Your instructions
In the listing that follows, how many lines contain "fish"? Give the number only.
-- Record extracts follows --
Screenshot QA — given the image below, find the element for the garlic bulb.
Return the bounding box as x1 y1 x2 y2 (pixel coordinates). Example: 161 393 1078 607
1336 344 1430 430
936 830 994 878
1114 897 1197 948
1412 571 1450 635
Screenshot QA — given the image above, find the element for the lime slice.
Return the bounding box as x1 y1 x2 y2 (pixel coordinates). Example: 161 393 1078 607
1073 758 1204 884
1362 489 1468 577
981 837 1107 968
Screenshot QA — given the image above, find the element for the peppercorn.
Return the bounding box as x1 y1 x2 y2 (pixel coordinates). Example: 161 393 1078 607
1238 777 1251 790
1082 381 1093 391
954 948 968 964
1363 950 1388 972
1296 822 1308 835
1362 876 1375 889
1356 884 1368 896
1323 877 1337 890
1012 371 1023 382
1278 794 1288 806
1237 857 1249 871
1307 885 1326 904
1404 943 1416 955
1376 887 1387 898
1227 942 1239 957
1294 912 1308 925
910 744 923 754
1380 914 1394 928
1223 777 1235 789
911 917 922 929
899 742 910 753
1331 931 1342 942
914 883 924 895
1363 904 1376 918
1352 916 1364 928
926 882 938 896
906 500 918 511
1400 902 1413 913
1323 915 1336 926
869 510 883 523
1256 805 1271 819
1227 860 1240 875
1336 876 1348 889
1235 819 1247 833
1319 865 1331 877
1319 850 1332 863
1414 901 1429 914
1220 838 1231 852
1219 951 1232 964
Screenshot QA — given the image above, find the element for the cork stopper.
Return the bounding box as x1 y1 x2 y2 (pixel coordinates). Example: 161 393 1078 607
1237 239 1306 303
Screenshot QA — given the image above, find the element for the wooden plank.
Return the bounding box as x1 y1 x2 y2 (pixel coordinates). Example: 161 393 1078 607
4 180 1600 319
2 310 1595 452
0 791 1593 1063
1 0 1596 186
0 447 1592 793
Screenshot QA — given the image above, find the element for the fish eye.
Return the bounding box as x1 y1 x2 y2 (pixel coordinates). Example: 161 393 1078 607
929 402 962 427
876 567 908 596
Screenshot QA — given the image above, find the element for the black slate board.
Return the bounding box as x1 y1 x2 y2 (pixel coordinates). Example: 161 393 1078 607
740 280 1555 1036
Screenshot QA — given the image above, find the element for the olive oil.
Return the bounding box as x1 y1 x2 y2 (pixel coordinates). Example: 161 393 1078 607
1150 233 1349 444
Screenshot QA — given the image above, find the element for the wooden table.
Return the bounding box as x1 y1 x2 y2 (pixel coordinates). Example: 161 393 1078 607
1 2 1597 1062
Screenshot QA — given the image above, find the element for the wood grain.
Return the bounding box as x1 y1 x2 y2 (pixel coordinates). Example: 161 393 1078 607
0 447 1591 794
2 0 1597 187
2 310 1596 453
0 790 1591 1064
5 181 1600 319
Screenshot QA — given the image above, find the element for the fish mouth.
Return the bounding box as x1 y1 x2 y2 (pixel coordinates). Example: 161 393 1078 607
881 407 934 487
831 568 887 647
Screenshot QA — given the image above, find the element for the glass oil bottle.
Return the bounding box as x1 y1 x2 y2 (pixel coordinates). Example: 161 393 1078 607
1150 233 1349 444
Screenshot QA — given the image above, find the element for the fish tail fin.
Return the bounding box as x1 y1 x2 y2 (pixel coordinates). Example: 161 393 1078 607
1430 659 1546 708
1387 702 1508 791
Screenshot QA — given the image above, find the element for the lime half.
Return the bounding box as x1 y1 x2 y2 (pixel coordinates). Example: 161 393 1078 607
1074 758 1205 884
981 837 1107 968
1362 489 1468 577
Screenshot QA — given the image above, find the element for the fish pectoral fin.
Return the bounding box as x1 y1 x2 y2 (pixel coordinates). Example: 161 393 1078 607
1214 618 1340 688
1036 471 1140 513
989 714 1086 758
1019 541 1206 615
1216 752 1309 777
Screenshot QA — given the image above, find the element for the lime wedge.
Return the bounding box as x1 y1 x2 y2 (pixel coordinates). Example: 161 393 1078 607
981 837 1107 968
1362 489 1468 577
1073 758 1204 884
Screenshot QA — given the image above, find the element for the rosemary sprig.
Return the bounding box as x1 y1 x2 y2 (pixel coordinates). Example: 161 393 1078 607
-- Record extracts concluded --
Reply to the exercise
4